# PROBLEM DESCRIPTION
Put every line of the data below into a Markdown table with two columns, Row and Line, numbering each row and skipping blank lines.

*** GIVEN ENTRIES ***

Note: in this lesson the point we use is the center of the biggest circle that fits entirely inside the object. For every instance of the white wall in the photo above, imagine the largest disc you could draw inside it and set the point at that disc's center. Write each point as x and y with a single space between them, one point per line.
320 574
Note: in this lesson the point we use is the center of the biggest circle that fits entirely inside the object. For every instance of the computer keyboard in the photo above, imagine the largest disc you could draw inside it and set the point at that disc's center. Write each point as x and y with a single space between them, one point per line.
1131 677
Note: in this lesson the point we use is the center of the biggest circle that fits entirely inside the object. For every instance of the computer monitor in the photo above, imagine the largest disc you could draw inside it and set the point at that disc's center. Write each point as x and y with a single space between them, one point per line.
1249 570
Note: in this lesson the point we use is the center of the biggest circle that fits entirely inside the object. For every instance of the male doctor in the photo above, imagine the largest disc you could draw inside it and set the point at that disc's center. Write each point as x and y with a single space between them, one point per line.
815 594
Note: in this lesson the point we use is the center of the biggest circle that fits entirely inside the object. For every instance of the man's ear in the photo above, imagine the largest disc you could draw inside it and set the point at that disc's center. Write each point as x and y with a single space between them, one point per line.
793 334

***

# REPLY
| Row | Line |
|---|---|
| 1 | Note: in this lesson the point we use is the center of the biggest circle that fits entirely inside the object. For every instance of the white wall in the photo above, imagine the largest disc you could draw inside it and set the point at that disc's center. Write each point as x and y with a single space between them, one point per line. |
| 2 | 320 574 |
| 3 | Note: in this lesson the point we use is the center of the biggest circle that fits entirely inside the object. For every instance of the computer keyboard in the photo above, imagine the largest disc you could draw inside it and set the point at that disc's center. Write each point as x and y with a single space between them, one point per line. |
| 4 | 1131 677 |
| 5 | Note: in this lesson the point we use is the center of the biggest circle that fits entirely inside the object. For every instance of the computer monitor in the photo above, imagine the largest disc you could draw inside it and set the point at that disc's center. Write each point as x and y with a single space between them, one point per line. |
| 6 | 1249 570 |
| 7 | Note: in this lesson the point we use is the center of the biggest circle that fits entirely inside the object. For every instance of the male doctor in the photo above, imagine the largest disc you could draw inside it and set the point at that disc's center. Write each point as x and y with a single space between them, one point per line. |
| 8 | 815 594 |
| 9 | Note: in this lesson the point we use is the center of the biggest circle that fits entirely inside the object. For every instance of the man's ear in the photo above, imagine the largest disc you could draw inside it and set the point at that disc's center. Write each point as x and y with a single space between them, one point per line. |
| 10 | 793 334 |